### EXERCISE DIRECTIONS
Express the part of the listing that opens at its very start and closes with the line containing "pixel 286 128" as a Markdown table with the columns Row and Line. Number the rows and leave out any blank lines.

[Point labeling dataset excerpts]
+ + + + +

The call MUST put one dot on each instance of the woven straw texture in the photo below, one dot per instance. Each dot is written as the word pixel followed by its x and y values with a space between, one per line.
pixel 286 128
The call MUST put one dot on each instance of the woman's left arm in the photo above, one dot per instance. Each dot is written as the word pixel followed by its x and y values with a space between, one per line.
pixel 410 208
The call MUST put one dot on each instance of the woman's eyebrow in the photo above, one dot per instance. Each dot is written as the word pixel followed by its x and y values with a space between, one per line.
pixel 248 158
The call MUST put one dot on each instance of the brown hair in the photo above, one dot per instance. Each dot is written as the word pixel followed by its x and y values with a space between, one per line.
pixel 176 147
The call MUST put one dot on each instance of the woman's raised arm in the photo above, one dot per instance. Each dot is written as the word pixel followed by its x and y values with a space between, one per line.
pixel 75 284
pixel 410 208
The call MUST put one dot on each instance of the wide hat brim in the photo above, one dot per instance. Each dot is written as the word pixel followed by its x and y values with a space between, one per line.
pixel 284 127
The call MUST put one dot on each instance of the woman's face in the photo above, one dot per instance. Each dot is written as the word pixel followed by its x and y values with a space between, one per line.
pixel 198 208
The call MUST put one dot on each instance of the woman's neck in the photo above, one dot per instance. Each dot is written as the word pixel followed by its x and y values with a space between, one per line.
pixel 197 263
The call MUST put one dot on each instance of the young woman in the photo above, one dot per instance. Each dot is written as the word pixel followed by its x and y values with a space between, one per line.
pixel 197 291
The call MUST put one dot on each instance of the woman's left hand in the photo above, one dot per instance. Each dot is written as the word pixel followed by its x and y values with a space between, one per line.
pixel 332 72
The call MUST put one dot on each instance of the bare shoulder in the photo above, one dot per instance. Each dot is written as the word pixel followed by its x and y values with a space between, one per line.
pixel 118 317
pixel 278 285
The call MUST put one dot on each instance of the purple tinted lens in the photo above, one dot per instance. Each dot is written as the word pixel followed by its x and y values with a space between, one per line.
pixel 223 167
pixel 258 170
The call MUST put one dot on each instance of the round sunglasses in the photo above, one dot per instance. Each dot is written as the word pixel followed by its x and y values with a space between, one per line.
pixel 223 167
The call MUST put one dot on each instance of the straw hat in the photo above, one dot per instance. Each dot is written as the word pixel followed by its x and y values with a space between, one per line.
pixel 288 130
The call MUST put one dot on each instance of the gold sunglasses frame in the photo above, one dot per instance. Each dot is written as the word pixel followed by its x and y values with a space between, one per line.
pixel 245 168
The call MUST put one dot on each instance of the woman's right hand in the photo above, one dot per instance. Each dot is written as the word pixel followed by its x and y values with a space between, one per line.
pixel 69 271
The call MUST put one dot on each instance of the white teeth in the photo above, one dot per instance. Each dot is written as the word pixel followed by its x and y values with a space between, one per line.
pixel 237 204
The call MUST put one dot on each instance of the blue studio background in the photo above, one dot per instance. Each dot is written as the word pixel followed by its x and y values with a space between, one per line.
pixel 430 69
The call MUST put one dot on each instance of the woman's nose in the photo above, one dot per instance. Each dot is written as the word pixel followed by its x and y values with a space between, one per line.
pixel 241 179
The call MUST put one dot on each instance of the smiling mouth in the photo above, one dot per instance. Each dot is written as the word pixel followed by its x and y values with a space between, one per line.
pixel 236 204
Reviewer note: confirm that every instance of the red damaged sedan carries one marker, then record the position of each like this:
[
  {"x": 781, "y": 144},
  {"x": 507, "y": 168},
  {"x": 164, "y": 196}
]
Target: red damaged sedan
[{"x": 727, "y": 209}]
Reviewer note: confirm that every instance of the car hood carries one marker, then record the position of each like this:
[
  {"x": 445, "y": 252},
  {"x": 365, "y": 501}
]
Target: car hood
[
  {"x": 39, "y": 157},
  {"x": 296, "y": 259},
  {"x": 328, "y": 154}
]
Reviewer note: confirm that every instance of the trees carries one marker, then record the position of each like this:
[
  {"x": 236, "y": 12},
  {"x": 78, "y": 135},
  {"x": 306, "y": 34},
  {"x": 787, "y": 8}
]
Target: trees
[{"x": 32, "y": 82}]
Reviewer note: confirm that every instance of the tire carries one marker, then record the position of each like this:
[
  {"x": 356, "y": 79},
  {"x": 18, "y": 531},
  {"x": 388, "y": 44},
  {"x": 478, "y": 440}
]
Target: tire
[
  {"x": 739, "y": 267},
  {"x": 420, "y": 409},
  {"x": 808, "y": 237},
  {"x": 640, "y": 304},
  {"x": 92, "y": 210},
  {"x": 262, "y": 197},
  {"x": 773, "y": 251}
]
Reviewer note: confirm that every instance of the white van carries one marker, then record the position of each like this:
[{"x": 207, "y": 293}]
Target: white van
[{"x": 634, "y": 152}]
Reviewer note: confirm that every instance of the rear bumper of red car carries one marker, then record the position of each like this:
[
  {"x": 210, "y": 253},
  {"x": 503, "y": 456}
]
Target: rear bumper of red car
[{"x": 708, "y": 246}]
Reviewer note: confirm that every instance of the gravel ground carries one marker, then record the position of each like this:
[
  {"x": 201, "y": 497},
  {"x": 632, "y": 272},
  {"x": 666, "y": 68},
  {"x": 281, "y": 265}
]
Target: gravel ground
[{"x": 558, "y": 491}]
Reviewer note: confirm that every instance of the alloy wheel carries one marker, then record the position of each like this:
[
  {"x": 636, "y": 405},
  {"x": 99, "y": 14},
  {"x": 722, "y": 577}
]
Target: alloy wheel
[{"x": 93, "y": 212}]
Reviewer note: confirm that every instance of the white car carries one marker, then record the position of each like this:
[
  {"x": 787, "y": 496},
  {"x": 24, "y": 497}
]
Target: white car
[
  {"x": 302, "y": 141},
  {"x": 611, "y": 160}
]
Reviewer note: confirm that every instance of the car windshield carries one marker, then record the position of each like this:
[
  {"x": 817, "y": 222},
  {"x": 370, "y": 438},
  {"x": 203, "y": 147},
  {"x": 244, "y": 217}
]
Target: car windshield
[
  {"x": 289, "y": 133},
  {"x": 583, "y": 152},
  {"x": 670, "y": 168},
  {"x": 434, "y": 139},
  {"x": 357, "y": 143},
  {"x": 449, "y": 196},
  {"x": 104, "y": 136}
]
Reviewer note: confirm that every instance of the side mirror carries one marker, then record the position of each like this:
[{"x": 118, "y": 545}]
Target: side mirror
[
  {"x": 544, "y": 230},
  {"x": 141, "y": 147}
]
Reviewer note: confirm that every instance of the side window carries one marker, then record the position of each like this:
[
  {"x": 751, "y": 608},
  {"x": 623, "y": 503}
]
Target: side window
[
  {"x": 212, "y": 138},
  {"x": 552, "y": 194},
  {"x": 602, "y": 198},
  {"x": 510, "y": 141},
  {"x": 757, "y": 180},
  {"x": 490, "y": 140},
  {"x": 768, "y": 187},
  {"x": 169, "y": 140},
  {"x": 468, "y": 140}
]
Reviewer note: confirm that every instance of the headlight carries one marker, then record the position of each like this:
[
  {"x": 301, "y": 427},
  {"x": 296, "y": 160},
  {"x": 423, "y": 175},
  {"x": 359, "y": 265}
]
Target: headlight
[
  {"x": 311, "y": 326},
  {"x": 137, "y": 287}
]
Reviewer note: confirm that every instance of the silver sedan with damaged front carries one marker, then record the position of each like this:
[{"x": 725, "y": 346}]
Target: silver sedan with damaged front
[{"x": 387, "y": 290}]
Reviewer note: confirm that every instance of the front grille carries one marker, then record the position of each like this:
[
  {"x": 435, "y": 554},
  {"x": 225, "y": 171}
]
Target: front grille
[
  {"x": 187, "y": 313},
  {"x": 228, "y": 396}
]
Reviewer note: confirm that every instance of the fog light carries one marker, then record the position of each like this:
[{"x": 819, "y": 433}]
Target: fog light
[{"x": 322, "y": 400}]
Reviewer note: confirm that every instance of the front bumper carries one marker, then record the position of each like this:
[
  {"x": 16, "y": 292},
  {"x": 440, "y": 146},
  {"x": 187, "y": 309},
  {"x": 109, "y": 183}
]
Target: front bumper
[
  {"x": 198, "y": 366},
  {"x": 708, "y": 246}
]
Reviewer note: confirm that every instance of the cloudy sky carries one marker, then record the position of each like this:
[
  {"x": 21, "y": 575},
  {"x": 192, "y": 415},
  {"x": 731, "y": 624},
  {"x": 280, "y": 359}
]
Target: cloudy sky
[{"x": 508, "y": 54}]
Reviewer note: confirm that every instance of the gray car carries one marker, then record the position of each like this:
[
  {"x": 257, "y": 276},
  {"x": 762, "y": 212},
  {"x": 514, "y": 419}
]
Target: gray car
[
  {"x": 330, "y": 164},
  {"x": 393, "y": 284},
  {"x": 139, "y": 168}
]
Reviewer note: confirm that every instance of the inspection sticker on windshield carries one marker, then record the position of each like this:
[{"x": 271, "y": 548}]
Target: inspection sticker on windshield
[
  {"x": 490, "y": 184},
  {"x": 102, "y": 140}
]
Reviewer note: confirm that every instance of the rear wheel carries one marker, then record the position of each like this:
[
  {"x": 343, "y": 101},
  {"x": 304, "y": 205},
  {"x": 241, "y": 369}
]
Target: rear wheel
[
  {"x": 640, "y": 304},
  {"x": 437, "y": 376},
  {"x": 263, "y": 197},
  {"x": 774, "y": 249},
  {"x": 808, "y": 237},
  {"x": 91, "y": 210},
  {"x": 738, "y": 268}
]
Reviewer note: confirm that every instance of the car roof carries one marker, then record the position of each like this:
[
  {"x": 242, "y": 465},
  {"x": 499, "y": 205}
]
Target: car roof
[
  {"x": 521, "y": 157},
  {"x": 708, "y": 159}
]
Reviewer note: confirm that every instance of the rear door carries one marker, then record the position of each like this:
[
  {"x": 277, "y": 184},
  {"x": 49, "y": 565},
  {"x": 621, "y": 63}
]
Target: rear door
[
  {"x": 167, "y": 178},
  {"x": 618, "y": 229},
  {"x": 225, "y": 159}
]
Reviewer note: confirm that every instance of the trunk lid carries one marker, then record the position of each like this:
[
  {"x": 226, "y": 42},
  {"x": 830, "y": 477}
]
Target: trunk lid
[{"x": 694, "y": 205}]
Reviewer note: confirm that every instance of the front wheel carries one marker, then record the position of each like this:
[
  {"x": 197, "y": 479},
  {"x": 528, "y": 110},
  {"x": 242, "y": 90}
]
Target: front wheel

+ + + + +

### TASK SOLUTION
| Row | Line |
|---|---|
| 1 | The call MUST put one dot on each instance of the woven straw texture in the photo below, one dot per instance. Each dot is written as the word pixel followed by its x and y values with a space between, one per line. |
| 2 | pixel 286 128 |